> READING TEXT
“How was an advertising man ever to suggest to a man of medicine the particular, minute insanities that were his daily tasks? Mr. Blandings thought of the accounts that made up his professional life. Old Supine, A Blend. Mr. Blandings’ task on this account was to find 10,000 different ways of evading the true issue.
“Old Supine, unlike some other products, had a true, definite function, which it would unfailingly perform. This function was to get the consumer into a hyper-normal state: buzzed, crocked, looping, fried, boiled, plastered or stinko, according to the amount ingested and the psycho-physiology of the consumer.
“Could this delightful truth be as much as hinted? Even if there were no Federal Trade Commission, the American mores would revolt at the slightest suggestion.

Natural-language object grounding data

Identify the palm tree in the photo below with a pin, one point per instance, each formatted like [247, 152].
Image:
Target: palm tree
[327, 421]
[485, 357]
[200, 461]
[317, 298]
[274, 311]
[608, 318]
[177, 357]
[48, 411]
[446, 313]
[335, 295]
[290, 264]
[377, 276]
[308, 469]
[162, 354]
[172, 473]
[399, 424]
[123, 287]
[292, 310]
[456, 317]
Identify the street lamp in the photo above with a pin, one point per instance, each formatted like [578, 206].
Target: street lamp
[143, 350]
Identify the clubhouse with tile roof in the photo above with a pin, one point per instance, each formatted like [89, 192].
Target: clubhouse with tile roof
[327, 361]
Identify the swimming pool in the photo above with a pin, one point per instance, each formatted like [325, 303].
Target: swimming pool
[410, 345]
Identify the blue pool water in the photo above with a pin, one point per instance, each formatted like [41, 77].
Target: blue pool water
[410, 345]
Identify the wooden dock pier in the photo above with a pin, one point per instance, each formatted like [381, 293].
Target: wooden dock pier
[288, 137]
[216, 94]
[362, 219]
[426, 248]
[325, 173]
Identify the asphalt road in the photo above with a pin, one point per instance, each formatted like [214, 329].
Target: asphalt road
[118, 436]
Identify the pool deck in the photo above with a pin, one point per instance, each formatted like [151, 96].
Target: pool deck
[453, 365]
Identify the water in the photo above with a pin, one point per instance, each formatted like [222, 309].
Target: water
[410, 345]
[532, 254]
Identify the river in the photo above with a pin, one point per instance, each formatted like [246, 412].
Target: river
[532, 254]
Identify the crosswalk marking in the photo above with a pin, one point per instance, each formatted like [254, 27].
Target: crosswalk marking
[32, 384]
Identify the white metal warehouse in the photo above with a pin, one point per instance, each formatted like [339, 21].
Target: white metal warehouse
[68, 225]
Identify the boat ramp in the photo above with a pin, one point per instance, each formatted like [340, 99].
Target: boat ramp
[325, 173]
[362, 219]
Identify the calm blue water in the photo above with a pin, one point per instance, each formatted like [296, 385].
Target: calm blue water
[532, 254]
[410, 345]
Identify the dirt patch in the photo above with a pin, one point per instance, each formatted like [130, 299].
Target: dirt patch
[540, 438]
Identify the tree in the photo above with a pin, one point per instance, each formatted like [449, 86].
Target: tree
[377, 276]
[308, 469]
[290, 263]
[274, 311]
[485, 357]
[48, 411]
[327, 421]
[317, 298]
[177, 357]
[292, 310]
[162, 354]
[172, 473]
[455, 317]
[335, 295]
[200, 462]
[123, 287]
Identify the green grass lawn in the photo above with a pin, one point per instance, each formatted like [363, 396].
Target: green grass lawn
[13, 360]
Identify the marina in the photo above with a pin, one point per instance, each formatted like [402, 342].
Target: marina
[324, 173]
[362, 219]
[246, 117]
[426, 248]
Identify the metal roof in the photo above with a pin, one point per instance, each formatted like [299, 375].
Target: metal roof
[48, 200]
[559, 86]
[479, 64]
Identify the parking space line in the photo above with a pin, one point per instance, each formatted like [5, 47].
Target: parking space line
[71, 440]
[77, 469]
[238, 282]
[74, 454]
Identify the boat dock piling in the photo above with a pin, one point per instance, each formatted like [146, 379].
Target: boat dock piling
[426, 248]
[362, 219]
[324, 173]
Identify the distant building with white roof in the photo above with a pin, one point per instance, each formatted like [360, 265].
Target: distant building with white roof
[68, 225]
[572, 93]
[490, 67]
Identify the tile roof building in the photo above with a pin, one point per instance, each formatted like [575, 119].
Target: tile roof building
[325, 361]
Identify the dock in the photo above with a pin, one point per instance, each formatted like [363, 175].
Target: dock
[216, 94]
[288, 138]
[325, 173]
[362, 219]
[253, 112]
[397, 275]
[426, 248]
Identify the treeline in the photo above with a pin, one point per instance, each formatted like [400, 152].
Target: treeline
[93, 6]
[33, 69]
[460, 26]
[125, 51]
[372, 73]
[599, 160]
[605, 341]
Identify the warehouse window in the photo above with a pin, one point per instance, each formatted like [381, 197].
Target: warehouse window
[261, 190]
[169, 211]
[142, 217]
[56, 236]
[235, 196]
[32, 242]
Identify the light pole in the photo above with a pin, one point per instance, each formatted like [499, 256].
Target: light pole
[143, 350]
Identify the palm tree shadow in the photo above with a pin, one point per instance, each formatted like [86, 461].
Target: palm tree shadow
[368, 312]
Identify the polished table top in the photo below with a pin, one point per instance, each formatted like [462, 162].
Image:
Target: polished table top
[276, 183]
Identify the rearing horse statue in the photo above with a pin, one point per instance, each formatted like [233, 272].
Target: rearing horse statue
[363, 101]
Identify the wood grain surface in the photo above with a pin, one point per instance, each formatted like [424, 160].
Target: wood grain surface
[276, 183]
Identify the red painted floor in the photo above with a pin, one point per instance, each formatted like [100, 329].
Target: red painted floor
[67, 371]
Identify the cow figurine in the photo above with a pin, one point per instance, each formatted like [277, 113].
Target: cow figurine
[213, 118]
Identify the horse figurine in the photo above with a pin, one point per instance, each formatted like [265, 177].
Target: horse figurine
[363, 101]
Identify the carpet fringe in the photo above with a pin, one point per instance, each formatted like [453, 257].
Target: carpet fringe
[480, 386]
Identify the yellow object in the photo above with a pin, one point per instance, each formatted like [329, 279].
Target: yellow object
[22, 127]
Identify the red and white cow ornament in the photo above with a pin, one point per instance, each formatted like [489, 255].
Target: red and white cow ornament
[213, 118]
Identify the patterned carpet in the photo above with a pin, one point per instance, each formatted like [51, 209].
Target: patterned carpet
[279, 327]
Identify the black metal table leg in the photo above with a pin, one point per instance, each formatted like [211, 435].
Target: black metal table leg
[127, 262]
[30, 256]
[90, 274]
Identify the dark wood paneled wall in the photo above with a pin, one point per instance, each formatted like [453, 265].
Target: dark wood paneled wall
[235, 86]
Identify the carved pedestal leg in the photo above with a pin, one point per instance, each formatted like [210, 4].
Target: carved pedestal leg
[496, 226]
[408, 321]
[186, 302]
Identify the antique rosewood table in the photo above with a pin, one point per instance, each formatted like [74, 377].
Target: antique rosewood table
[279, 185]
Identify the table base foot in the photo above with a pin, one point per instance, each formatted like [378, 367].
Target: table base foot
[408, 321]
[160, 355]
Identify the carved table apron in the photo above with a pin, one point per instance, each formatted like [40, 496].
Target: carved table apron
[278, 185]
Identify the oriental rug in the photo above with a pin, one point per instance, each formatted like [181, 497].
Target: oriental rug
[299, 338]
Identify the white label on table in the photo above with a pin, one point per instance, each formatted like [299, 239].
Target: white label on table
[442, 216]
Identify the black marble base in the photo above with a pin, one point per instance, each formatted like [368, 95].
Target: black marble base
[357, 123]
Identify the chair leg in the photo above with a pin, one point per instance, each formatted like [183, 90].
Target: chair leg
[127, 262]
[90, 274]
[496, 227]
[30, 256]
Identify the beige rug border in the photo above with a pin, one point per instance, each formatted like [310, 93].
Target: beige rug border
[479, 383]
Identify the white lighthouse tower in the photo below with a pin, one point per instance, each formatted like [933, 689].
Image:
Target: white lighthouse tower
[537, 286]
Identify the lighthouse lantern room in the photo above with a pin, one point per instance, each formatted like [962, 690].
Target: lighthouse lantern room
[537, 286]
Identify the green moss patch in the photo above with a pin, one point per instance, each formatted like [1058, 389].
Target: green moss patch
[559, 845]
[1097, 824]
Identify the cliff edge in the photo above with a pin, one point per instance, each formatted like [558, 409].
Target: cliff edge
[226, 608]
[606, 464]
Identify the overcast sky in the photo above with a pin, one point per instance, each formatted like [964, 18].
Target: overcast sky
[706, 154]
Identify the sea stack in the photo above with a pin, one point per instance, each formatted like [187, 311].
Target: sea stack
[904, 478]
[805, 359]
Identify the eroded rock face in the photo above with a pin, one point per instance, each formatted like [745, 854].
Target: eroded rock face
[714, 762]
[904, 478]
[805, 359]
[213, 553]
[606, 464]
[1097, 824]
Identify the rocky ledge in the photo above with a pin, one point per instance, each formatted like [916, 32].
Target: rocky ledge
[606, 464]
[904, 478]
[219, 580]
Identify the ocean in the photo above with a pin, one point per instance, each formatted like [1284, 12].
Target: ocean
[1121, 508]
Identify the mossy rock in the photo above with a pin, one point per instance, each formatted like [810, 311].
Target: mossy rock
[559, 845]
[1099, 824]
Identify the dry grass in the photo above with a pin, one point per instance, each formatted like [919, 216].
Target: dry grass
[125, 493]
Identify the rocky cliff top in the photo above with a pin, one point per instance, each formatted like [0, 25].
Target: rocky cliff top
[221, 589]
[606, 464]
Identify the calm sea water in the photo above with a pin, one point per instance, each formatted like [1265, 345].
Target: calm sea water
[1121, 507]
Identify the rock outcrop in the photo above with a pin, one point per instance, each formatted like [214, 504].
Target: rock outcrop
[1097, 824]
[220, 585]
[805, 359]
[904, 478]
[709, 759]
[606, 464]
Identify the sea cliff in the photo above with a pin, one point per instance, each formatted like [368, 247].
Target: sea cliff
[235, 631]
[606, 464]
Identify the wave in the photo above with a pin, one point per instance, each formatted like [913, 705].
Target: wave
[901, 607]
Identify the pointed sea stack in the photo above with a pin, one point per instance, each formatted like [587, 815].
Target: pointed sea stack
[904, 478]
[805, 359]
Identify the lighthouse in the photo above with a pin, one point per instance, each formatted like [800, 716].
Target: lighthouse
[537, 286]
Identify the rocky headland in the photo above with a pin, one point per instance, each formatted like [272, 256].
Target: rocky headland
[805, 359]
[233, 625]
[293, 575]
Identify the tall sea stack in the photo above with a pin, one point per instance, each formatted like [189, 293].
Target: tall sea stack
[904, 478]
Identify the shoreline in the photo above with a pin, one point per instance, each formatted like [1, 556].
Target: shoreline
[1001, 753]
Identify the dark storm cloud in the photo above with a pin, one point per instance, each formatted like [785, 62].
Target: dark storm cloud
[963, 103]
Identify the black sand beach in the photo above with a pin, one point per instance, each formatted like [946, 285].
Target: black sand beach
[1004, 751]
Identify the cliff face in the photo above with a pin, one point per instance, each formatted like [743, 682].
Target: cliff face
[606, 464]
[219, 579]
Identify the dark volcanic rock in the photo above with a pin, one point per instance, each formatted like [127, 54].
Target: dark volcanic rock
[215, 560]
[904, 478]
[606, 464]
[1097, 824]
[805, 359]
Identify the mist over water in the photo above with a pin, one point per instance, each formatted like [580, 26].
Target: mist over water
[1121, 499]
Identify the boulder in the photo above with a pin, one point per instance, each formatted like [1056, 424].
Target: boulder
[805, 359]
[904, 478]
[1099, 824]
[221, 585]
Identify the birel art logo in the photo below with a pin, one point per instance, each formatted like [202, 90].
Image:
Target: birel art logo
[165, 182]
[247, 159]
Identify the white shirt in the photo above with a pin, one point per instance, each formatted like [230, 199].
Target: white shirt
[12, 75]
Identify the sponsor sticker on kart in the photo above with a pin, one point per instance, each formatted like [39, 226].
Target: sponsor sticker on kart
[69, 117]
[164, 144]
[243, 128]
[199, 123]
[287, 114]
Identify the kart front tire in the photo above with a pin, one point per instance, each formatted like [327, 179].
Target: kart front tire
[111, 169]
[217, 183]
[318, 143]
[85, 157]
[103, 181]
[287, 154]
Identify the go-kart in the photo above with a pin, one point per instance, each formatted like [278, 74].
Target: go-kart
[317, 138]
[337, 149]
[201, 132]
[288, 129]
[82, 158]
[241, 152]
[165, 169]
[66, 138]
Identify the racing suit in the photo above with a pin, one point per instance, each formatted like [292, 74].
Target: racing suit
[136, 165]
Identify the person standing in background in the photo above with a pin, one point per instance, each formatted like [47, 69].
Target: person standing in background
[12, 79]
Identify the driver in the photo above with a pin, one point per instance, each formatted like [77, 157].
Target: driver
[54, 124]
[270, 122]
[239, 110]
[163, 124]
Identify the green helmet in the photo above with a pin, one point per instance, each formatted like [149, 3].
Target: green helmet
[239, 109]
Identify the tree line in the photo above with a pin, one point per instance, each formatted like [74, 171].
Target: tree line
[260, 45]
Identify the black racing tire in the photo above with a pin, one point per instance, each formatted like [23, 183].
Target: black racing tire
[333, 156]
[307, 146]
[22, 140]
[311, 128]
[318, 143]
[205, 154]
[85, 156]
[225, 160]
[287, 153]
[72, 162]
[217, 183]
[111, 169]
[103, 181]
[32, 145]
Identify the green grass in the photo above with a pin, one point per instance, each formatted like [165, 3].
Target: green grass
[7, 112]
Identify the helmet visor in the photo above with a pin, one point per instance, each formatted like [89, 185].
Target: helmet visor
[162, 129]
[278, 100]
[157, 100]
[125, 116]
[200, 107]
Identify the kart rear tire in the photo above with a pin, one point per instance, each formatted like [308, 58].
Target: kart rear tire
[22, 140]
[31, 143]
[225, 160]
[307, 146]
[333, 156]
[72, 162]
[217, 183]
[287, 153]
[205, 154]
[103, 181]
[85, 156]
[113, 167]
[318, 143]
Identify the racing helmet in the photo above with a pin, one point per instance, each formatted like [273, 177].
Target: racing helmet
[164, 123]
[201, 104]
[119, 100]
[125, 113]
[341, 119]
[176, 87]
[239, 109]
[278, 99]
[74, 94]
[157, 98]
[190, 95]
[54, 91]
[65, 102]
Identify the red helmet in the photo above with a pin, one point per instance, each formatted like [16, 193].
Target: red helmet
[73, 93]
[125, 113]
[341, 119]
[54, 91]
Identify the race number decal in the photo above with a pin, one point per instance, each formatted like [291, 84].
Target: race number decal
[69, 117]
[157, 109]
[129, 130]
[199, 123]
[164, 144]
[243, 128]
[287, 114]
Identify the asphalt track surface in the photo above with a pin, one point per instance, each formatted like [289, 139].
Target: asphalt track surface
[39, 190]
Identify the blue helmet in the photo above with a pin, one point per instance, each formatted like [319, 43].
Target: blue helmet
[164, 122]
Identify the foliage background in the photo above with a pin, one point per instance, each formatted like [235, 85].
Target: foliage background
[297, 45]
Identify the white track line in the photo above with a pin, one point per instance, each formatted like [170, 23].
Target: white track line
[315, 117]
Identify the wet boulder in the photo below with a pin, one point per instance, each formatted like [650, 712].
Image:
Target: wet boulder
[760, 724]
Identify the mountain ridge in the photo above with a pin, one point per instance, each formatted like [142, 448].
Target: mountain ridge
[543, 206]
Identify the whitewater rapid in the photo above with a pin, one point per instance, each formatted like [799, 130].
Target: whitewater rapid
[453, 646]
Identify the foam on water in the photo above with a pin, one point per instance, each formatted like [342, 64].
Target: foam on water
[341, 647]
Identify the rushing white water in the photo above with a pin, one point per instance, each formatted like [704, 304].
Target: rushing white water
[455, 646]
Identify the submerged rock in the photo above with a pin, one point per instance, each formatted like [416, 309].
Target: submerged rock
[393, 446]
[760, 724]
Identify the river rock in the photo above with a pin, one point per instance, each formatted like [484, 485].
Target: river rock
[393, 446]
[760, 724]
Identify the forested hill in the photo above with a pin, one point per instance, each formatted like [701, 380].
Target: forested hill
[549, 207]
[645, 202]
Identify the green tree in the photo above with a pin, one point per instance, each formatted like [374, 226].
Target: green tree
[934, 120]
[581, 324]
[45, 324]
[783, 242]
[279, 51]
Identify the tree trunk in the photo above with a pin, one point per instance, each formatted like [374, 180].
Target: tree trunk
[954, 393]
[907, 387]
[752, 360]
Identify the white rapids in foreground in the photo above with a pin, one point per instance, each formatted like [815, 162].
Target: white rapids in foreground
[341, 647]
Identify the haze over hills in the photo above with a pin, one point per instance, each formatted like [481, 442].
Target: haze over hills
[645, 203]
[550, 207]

> USING THE INFORMATION
a: What was Mr. Blandings' job on the Old Supine account, according to the Mr. Blandings passage?
b: Continue the Mr. Blandings passage after its last sentence.
The rows are separate from the Mr. Blandings passage.

> ANSWERS PER TASK
a: To find 10,000 different ways of evading the true issue.

b:
“In ‘building’ ads for Old Supine, it was Mr. Blandings’ task to take such notions as aroma, flavor, body, color, bouquet, mildness, more mildness, more body, less body and play with them like an 18-month infant in a playpen until some combination satisfying to the client emerged. Good fellowship, gracious living, liberty, equality, fraternity, snobbery, professional success, breadth of experience might also be used in advocacy. But the joys of getting more or less drunk? No.”
In another moment of rueful honesty, Mr. Blandings observed that Old Supine (“A Blend of the Superfine”) was actually composed of “…75 percent grain alcohol, plus some caramel solution for color, plus a dollop of somebody’s else’s whisky to make it taste like whisky.”